Problem:
Give every entry again, unchanged, and leave its images out.

Supplied records:
......

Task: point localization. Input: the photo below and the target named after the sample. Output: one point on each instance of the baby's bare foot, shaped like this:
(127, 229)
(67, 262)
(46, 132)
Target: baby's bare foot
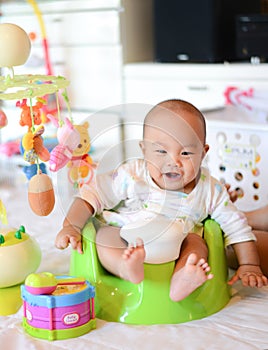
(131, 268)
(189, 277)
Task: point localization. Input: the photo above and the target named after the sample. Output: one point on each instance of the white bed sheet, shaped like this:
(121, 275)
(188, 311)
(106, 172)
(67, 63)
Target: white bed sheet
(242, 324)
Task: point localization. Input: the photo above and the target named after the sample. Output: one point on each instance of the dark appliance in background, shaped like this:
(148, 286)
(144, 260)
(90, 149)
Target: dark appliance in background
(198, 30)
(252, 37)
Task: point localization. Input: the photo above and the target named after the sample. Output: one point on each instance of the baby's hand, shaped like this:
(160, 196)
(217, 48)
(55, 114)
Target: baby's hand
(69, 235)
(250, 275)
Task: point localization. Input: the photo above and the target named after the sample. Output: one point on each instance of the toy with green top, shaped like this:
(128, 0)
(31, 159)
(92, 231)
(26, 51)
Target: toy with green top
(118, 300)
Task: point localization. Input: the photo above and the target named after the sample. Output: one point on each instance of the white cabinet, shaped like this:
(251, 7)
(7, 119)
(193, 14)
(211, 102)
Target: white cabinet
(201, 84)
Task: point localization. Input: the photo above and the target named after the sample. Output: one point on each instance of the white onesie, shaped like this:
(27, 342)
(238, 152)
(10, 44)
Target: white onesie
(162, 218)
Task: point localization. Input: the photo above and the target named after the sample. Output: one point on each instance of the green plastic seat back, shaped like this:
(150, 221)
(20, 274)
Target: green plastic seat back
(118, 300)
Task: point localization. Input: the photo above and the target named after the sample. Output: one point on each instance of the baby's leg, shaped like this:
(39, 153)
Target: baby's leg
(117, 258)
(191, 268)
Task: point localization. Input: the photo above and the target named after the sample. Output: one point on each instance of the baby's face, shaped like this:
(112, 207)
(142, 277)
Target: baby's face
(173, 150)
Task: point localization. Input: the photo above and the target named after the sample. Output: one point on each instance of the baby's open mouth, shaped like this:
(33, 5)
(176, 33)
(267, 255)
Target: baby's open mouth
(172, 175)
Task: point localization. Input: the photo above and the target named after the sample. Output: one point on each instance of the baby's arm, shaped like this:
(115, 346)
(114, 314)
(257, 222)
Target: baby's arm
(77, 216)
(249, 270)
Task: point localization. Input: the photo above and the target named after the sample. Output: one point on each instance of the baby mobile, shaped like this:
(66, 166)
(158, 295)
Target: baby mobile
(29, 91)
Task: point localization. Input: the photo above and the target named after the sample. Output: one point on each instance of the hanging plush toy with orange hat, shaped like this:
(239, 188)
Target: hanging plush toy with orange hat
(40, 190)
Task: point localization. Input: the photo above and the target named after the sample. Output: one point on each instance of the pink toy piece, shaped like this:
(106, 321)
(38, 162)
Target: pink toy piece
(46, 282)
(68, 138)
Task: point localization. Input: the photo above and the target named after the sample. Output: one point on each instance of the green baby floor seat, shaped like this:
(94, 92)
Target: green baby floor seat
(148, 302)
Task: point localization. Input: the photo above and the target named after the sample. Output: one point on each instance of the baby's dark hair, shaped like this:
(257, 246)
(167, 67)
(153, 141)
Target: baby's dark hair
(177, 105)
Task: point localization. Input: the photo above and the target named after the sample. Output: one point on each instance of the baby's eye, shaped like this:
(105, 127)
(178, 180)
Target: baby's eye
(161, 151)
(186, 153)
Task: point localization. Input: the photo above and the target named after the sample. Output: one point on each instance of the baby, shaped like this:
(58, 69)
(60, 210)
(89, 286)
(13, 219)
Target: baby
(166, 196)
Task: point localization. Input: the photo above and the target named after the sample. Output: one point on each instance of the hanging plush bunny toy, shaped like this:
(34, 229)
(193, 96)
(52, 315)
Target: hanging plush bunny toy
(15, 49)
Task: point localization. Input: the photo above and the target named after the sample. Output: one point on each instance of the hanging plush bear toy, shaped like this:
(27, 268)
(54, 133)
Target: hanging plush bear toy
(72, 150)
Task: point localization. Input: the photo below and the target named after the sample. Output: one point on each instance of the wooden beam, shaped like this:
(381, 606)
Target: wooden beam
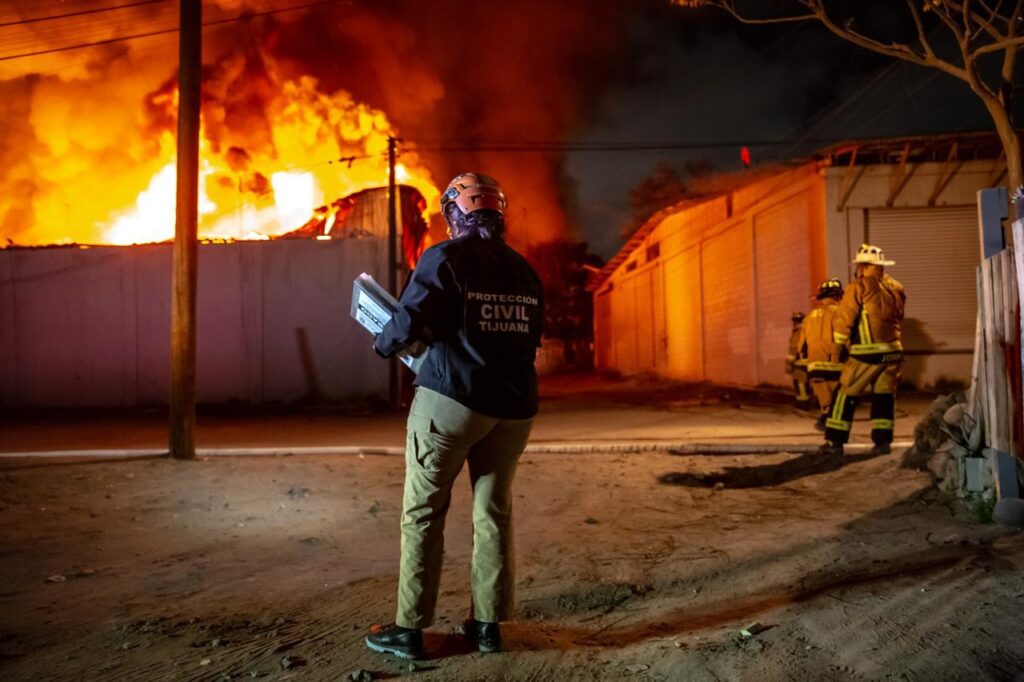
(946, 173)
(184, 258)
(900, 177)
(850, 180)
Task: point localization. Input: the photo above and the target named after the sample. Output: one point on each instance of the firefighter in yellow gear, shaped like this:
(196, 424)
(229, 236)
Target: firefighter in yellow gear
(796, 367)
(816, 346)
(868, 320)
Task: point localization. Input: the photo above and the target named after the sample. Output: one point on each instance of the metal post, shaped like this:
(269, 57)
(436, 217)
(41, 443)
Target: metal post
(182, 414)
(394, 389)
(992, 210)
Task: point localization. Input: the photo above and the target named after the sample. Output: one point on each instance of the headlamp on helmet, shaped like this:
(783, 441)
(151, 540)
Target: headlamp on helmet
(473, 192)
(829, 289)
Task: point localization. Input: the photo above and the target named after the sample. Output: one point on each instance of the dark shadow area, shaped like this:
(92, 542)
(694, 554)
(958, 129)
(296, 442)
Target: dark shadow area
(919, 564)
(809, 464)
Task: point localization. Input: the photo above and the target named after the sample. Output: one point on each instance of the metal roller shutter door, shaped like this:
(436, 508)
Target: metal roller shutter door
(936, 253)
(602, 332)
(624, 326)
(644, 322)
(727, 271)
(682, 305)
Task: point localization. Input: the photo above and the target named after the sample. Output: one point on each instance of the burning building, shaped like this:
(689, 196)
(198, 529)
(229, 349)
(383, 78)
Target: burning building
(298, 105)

......

Complete output:
Task: point localization. Input: the photo below and the target named after the sample. Output: one point on each instance of the baby's bare foot, shaped like this:
(127, 229)
(67, 262)
(46, 132)
Target: baby's bare foot
(131, 268)
(189, 277)
Task: point localization. Input: the photo above and the target named after the sample. Output: one point on each instance of the white bed sheet, shaped like this:
(121, 275)
(188, 311)
(106, 172)
(67, 63)
Target: white bed sheet
(242, 324)
Task: point localization. Input: the photo above and the target named after the sample. Output: one point on each instance of the dark appliance in background, shaped like this:
(148, 286)
(144, 260)
(90, 149)
Target: dark appliance in background
(198, 30)
(252, 37)
Task: point localization. Input: the photo above and the target named after the sample. Output: one point on each instance of the baby's hand, shaped like this:
(160, 196)
(217, 48)
(55, 114)
Target: baby's hand
(69, 235)
(250, 275)
Task: point localization. Input: the photo above and the target named after the sample. Output: one point on each instance of the toy with green top, shaped like this:
(128, 0)
(31, 159)
(92, 231)
(26, 51)
Target: toy with green top
(118, 300)
Task: point localization. Input: the photo above and the target named after the sample. Output: one point on each instance of the white cabinet, shaped like this:
(251, 7)
(7, 119)
(193, 14)
(211, 102)
Target: white cabinet
(201, 84)
Task: point localization. Input: the photo above and the target named after the sample. Output: one point on each instance of the white onesie, shaped like this:
(27, 342)
(238, 152)
(10, 44)
Target: white onesie
(162, 218)
Task: point localization. Input: the photo above and the target named after the sample. Output: one point on each instance of the green plastic seat back, shaped like this:
(150, 221)
(20, 274)
Target: green plastic seat back
(118, 300)
Task: point localization. Input: the photo above and the target named after the sample. Output: one point on each instance of the baby's leg, shaped like this:
(39, 153)
Target: baby's leg
(117, 258)
(191, 268)
Task: point localization. Input: the photo above and the target named after the sample. Output: one point on each instance of the baby's face, shaped like this:
(112, 207)
(142, 277)
Target: baby's face
(173, 150)
Task: point localization. Input: the photo above and the target named after the sample. Output: one point on each instance of the baby's open mouth, shaped like this:
(33, 5)
(176, 33)
(267, 255)
Target: baby's open mouth
(172, 175)
Task: point localization. Input: the photo above and the target named after the sample. Output: one point on each instance of the baby's arm, shaped like this:
(115, 346)
(114, 314)
(257, 222)
Target: baby's arm
(77, 216)
(249, 270)
Task: point localization. Input: the photo above and the target named after the sample. Output: one point on each instance of the baby mobile, shaped like this:
(66, 166)
(158, 295)
Target: baby mobile
(29, 91)
Task: point localization. Input: the photo above and the target named after the sample. Output: one point on each instance of the hanging plush toy with orange hat, shaped like this:
(239, 188)
Target: hanging plush toy with orange hat
(40, 190)
Task: point localization. Input: the photo above and the target named after the sample. Output: one point on each instance of the pink toy piece, shaped like this:
(106, 321)
(38, 162)
Target: pink toy piece
(46, 282)
(68, 138)
Task: point localization. Input: the photo above and the target named after the sample. Output: one point on each instance of the green baby floor seat, shaped like this:
(94, 92)
Target: green baby floor seat
(148, 302)
Task: point localization. Input: the photo above and the target named after the sample. Output: one point on each instance of the baby's dark hair, shaped like this:
(257, 246)
(167, 67)
(153, 141)
Target: baby's dark hair
(177, 105)
Task: point localization. Input: the photo above and the target named after the sample. Output: one point on each instance of the baby's eye, shaped like this:
(105, 127)
(178, 180)
Target: baby's eye
(161, 151)
(186, 153)
Task: point localization. Input: the photo above and the target named after the sample. Output: one point on each instance of the baby, shaped like this:
(58, 69)
(60, 210)
(89, 286)
(13, 219)
Target: baby
(166, 196)
Task: point localization. Input: the photo above and the target named after the sample. Output: one point on each instance of the hanging plush bunny toy, shaped like this:
(34, 229)
(193, 96)
(52, 315)
Target: hanging plush bunny toy
(15, 49)
Task: point localization. Input: the photo above and the target named after the sample. Output: one point on each instance of the hanging plush bear toy, shaped like this:
(27, 268)
(54, 133)
Target: hanging plush bear toy
(72, 150)
Task: point localization. Input: the photo below and the target named after the sample. Output: one point on each instance of the wooden beam, shaped like this:
(381, 606)
Target: wooden beam
(946, 173)
(184, 258)
(900, 177)
(850, 180)
Task: point localization. Input: the photo above and the target named after the sample. Output: one point on each instance of the firefighter in yellow gear, shaped like this:
(196, 424)
(229, 236)
Target: firefighter in yellow gear
(796, 367)
(816, 346)
(868, 320)
Task: point localization. Input: the photo above and the target named after the sample. Output: one point on each instance of the metal post, shaped like this:
(269, 57)
(436, 217)
(41, 443)
Target: metal post
(182, 414)
(394, 389)
(992, 210)
Task: point localization. Input: the photo above and the target named after the sample. Output: one point on each instance of the headlamp on helmet, shaped like this:
(783, 441)
(151, 540)
Target: headlamp on helmet
(473, 192)
(829, 289)
Task: point localization. Input: the photo above and the target named after the sample. Output: one point on each instance of the dark shadow area, shaped like this:
(92, 542)
(694, 554)
(958, 129)
(296, 442)
Target: dark shadow area
(919, 564)
(809, 464)
Task: point localization. Input: the photo above and the target named after the sample. Output: one point on each instance of the metal roller shutter door, shaped like this:
(436, 508)
Target: metal roller shutter door
(936, 253)
(602, 332)
(624, 326)
(644, 322)
(727, 271)
(682, 305)
Task: point localization. Input: the photo above and the target named after the sample. Output: one point on each instance of the burning building, shaped like this:
(689, 196)
(198, 529)
(229, 349)
(383, 78)
Target: burning building
(298, 105)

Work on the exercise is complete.